WHAT THE EXERCISE ASKS →
Reproduce the data below line for line, with no changes.

══ SOURCE RECORDS ══

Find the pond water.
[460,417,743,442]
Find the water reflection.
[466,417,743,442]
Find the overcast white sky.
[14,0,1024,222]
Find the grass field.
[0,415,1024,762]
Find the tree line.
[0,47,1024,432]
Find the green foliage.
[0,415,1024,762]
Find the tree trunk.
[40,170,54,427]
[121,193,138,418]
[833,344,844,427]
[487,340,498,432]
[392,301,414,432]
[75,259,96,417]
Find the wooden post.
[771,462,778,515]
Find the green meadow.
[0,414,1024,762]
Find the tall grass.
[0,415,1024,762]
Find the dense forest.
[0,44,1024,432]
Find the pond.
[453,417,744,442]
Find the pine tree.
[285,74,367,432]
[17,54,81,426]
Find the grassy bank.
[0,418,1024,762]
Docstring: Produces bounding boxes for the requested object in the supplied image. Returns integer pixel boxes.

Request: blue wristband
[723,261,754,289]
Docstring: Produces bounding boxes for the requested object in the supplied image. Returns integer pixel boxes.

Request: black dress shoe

═══

OUTPUT OF THE TASK →
Find the pond water.
[460,417,743,442]
Find the water reflection.
[466,417,743,442]
Find the overcast white sky.
[14,0,1024,222]
Find the grass field.
[0,415,1024,762]
Find the tree line.
[0,47,1024,432]
Find the green foliage.
[0,415,1024,762]
Find the tree trunk.
[40,170,54,427]
[121,193,138,418]
[833,344,844,427]
[487,340,498,432]
[392,301,414,432]
[75,259,96,417]
Find the wooden post.
[771,462,778,515]
Find the green meadow.
[0,414,1024,762]
Find the tall grass.
[0,415,1024,762]
Find the dense forest.
[0,44,1024,432]
Find the pond.
[453,417,744,442]
Find the pine tree.
[285,74,367,432]
[17,54,81,426]
Find the grassy bank.
[0,418,1024,762]
Docstring: Produces bounding boxes for the requested object in the supplied image. Returns integer pixel boxes.

Request: blue wristband
[723,261,754,289]
Docstring: Produces bounding boxes for the requested object in the supplied image. Returns integer pixel boxes.

Request: black dress shoe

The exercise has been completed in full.